**Source passage:**
◆ ◆ ◆

I'm actually a very confident driver. My mrs calls me cocky or says I push it a bit sometimes. I know my limits, well below the car of course. I have a 2010 3 series BMW and it's rubbish in the snow, wet, and generally the autumn. Hence why I take my time around the back roads of glasgow. Come summertime it's a free for all.


----------



## Alex1975 (Oct 21, 2015)

Paul77 said:



			I'm actually a very confident driver. My mrs calls me cocky or says I push it a bit sometimes. I know my limits, well below the car of course. I have a 2010 3 series BMW and it's rubbish in the snow, wet, and generally the autumn. Hence why I take my time around the back roads of glasgow. Come summertime it's a free for all.
		
Click to expand...


Coolio, your description of earlier seemed a little like it was something you did not enjoy. My bad.


----------



## Backache (Oct 21, 2015)

delc said:



			My other pet hate is that it is often difficult to even see speed limit signs because they are hidden behind vegatation due to Local Government cuts in road maintenance.
		
Click to expand...

We have has a stretch of road near us reduced from 40 to 30 to make it safer for the people living there. I have no great argument with this although it was not an obvious black spot but there is only one very small sign half hidden to indicate this. Most people travelling through have no idea the limit was changed and the police are coining it in with speed traps. Personally I have not been caught but it is hard to see that it makes it safer for anyone if most people are unaware of the limit.


----------



## FairwayDodger (Oct 21, 2015)

Got to agree with the OP on this one. Upcoming plans to turn most of Edinburgh into a 20 mph zone is just the council's latest attack on the motorist, it's becoming impossible to drive around the city nowadays.

There's a stretch of motorway near my mum's that was 70 mph when I lived there and is now down to 50 for no apparent reason. Certainly perfectly safe to drive at 70 so this one puzzles me.


----------



## MegaSteve (Oct 21, 2015)

◆ ◆ ◆

**Provided material:**

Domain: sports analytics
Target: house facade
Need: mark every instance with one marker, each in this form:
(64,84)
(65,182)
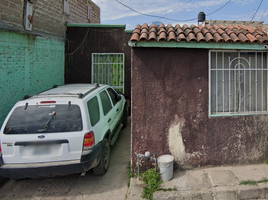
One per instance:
(98,53)
(199,93)
(32,45)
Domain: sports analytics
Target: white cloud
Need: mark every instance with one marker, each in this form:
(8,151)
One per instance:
(111,10)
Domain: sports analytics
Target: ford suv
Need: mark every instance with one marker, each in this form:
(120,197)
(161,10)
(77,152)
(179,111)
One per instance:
(64,130)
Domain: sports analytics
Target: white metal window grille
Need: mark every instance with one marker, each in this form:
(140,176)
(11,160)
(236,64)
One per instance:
(238,83)
(108,68)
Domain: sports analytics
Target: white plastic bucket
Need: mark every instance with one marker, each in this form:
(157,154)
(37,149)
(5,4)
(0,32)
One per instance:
(165,167)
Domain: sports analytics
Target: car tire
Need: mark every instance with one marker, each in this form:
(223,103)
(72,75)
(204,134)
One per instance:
(104,162)
(125,115)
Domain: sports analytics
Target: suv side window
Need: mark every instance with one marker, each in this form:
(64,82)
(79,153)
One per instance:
(94,111)
(113,95)
(105,101)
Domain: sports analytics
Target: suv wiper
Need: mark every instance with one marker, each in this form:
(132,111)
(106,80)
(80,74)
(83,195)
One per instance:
(53,114)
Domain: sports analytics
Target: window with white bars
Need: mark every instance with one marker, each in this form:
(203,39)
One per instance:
(238,83)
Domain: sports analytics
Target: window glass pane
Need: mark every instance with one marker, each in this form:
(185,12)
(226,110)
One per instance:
(113,95)
(44,119)
(93,109)
(238,82)
(106,103)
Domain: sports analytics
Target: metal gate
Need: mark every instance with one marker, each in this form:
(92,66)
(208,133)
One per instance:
(108,68)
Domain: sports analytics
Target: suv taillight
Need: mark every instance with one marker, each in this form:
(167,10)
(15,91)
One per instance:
(89,141)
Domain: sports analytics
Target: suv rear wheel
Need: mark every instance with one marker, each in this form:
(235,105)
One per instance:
(103,165)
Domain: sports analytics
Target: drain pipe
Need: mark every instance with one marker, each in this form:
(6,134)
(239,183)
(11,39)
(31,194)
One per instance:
(146,157)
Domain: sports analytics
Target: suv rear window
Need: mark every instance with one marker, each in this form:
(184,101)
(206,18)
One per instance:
(44,119)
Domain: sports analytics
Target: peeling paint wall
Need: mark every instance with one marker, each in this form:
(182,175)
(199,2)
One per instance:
(98,40)
(28,65)
(170,98)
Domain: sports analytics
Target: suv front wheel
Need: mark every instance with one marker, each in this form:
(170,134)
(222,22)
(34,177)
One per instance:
(103,165)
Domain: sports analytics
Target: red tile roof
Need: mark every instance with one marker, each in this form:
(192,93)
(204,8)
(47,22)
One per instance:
(207,33)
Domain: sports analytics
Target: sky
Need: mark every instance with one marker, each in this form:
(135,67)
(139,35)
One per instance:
(180,11)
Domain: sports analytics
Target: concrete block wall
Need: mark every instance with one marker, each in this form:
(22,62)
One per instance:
(48,16)
(28,65)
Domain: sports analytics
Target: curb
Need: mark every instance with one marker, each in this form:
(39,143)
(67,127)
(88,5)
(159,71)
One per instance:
(216,193)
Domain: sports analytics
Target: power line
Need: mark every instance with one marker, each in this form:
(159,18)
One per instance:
(219,8)
(256,10)
(177,8)
(156,16)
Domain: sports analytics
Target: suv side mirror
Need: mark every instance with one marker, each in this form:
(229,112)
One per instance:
(118,97)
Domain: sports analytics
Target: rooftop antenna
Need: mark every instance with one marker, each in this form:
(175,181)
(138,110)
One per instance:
(201,17)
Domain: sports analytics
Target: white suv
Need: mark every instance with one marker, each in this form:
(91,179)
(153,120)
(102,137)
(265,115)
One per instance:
(64,130)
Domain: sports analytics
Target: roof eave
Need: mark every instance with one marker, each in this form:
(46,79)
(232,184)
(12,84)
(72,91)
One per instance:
(200,45)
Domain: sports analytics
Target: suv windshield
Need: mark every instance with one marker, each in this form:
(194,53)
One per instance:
(44,119)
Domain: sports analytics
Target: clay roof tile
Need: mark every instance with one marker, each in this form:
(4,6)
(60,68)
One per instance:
(190,37)
(144,36)
(218,38)
(168,26)
(237,27)
(188,31)
(261,39)
(162,36)
(184,27)
(152,36)
(144,30)
(153,26)
(200,37)
(192,26)
(170,29)
(234,37)
(215,33)
(212,31)
(243,38)
(179,31)
(216,27)
(177,26)
(138,26)
(226,37)
(200,26)
(208,27)
(136,30)
(251,38)
(196,30)
(161,25)
(160,30)
(229,26)
(181,37)
(145,25)
(152,29)
(204,31)
(171,36)
(209,37)
(220,31)
(222,27)
(228,31)
(250,29)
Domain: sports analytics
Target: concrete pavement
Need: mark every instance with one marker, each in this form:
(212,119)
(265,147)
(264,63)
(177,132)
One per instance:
(217,183)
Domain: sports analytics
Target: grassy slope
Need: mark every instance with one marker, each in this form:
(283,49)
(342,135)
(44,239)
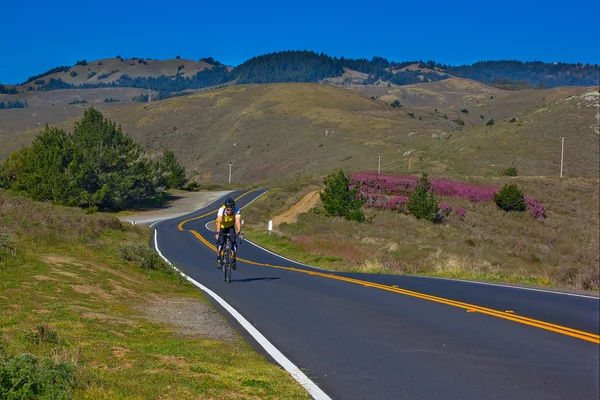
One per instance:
(68,296)
(487,244)
(274,131)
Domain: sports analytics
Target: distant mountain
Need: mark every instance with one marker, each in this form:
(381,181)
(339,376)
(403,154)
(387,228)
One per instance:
(176,75)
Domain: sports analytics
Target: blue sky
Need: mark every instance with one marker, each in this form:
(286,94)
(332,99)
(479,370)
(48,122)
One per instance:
(39,35)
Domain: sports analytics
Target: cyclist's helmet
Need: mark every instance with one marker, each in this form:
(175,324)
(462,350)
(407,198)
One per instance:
(230,203)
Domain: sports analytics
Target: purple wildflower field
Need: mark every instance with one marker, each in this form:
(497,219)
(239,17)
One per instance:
(392,191)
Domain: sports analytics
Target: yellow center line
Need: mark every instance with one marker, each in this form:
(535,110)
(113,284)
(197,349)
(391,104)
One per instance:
(508,315)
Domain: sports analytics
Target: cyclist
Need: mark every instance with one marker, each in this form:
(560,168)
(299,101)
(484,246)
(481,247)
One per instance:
(228,221)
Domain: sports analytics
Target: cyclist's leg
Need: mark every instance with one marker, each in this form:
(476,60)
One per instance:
(234,249)
(220,241)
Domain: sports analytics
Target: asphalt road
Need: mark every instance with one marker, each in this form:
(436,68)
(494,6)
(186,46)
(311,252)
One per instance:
(362,336)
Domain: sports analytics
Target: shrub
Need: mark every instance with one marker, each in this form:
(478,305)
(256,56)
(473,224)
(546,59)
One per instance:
(510,171)
(339,199)
(422,203)
(27,376)
(510,198)
(144,257)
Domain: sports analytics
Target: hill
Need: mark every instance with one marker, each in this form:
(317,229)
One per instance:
(174,75)
(281,130)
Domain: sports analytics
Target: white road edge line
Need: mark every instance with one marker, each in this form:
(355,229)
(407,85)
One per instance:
(298,375)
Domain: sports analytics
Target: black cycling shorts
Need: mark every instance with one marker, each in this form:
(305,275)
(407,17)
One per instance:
(221,239)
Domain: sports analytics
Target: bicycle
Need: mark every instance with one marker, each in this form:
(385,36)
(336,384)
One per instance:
(227,258)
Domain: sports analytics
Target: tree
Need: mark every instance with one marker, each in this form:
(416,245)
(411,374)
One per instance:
(109,170)
(510,198)
(339,200)
(422,203)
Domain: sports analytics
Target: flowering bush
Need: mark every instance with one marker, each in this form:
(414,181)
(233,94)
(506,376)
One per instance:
(392,191)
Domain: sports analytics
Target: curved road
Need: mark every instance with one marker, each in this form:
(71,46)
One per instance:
(361,336)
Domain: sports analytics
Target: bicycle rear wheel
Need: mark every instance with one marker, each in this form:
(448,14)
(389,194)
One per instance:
(228,271)
(226,265)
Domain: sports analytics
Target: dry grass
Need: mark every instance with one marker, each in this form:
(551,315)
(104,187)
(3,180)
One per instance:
(282,130)
(67,295)
(486,244)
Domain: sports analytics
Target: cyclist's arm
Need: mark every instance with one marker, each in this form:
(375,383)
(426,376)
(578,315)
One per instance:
(238,223)
(219,220)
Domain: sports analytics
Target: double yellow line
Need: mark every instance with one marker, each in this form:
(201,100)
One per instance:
(508,315)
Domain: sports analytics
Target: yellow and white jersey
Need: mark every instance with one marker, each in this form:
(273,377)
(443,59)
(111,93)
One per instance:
(227,221)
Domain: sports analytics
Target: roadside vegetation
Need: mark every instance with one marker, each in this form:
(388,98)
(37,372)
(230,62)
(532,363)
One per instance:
(536,231)
(97,167)
(79,318)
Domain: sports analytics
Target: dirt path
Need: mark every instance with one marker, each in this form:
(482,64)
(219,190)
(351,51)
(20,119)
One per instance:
(305,204)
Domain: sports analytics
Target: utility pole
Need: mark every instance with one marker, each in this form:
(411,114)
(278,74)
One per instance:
(562,154)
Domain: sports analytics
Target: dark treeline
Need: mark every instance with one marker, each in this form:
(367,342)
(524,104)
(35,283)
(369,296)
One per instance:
(288,66)
(5,90)
(309,66)
(536,73)
(62,68)
(13,104)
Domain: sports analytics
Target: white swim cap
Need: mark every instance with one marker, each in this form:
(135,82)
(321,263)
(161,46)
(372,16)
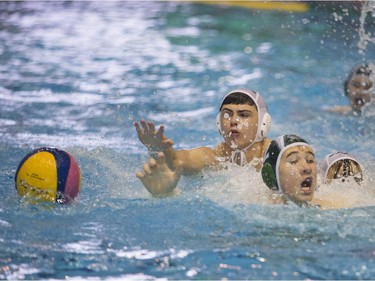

◆ ◆ ◆

**Requests:**
[A] In the speed limit thread, what was the limit on the motorway near FairwayDodger's mum's when FairwayDodger lived there, and what is it now?
[B] Please carry the speed limit thread forward from its final line.

**Final answers:**
[A] It was 70 mph and is now 50 mph.

[B]
Backache said:



			We have has a stretch of road near us reduced from 40 to 30 to make it safer for the people living there. I have no great argument with this although it was not an obvious black spot but there is only one very small sign half hidden to indicate this. Most people travelling through have no idea the limit was changed and the police are coining it in with speed traps. Personally I have not been caught but it is hard to see that it makes it safer for anyone if most people are unaware of the limit.
		
Click to expand...

A reduction in the speed limit to a short length of the north circular came into force earlier this year... Notice of change wasn't great and signage was poor so the inevitable occurred... However so many appealed their penalties, in the end common sense prevailed and penalties were rescinded... 

Guessing this could be part of the reason why large notices are in place notifying the new average speed limits to A40 won't be enforced until Oct 26th...


----------



## Doon frae Troon (Oct 21, 2015)

williamalex1 said:



			The new part of M74 motorway has permanent 50 and 60 limits. So why did they bother building it to motorway specifications.

Click to expand...

Is that the bit where they have traffic joining the motorway from the right


----------



## williamalex1 (Oct 21, 2015)

Doon frae Troon said:



			Is that the bit where they have traffic joining the motorway from the right

Click to expand...

No Doon ,  its the new section from Cambuslang that bypasses the Kingston bridge

 You may be thinking of the M8 , joining from the right happens there when coming from the Great Western road.


----------



## delc (Oct 21, 2015)

A stretch of a local urban A road, which had a 40 mph limit for donkeys years, was reduced to 30 mph a couple of years ago. The new 30 sign was very small and located just after a sharp bend with a new speed camera located about 50 yards further on. This caught out loads of local people, who hadn't realised that the limit had been changed!  As I said, deliberate entrapment to generate speeding fines!  :angry:


----------



## Imurg (Oct 21, 2015)

delc said:



			A stretch of a local urban A road, which had a 40 mph limit for donkeys years, was reduced to 30 mph a couple of years ago. The new 30 sign was very small and located just after a sharp bend with a new speed camera located about 50 yards further on. This caught out loads of local people, who hadn't realised that the limit had been changed!  As I said, deliberate entrapment to generate speeding fines!  :angry:
		
Click to expand...

So a 40 stretch comes down to a 30 and there is only 1 small sign...?
Bad signage and a case for appeal.
There should be a sign on either side of the road at the change point. If there isn't then its tricky to enforce a limit..
Don't forget that, if you have streetlights, a 30 zone doesn't need signs


----------



## delc (Oct 21, 2015)

Imurg said:



			So a 40 stretch comes down to a 30 and there is only 1 small sign...?
Bad signage and a case for appeal.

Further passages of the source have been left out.